Required task: Transcribe the listing word for word, from its start through the line containing "Rings of one".

(Excerpts from a segmentation dataset)
________

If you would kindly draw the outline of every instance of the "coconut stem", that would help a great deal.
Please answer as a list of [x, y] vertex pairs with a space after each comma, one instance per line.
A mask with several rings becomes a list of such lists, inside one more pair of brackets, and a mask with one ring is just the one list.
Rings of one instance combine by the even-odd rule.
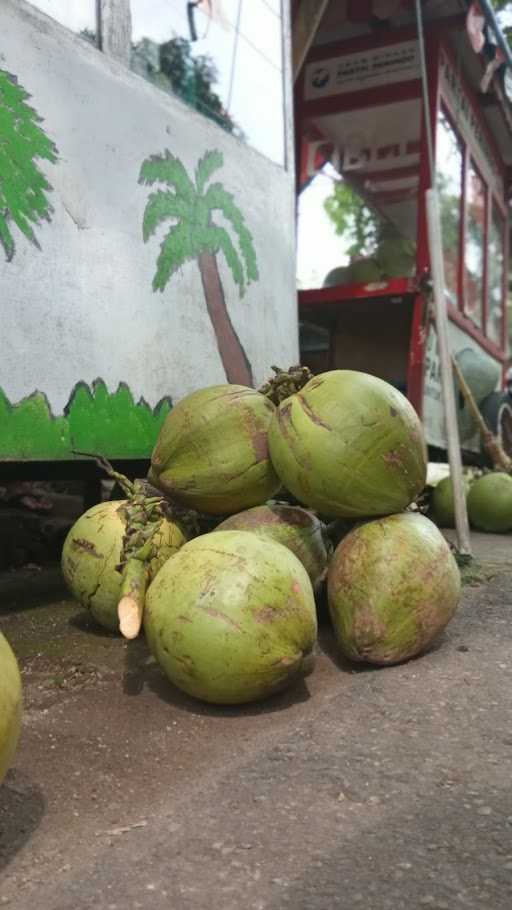
[[300, 364], [290, 367], [289, 370], [281, 370], [280, 367], [272, 367], [275, 376], [267, 379], [258, 389], [261, 395], [270, 398], [275, 405], [280, 404], [285, 398], [300, 392], [302, 388], [313, 379], [313, 373], [308, 367], [302, 367]]
[[471, 389], [469, 388], [464, 378], [462, 370], [454, 357], [452, 358], [452, 362], [460, 390], [464, 396], [464, 400], [468, 406], [468, 409], [471, 412], [478, 427], [484, 448], [489, 455], [489, 458], [491, 459], [495, 468], [500, 471], [506, 471], [508, 474], [510, 474], [512, 472], [512, 460], [504, 451], [499, 439], [494, 436], [493, 433], [491, 433], [489, 427], [487, 426], [473, 397], [473, 393], [471, 392]]
[[148, 573], [145, 562], [132, 557], [123, 569], [121, 598], [117, 605], [119, 631], [125, 638], [137, 638], [142, 625]]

________

Task result:
If you would kindly draw the outline of every instance of the "coconut stem", that would help a great deal.
Please answer as a list of [x, y] vertex pairs with a space after each comma, one instance per line.
A mask with several rings becomes a list of such lists, inside one more pair of brackets, and a mask with one ring is just the one list.
Rings of one instance combine by the even-odd rule.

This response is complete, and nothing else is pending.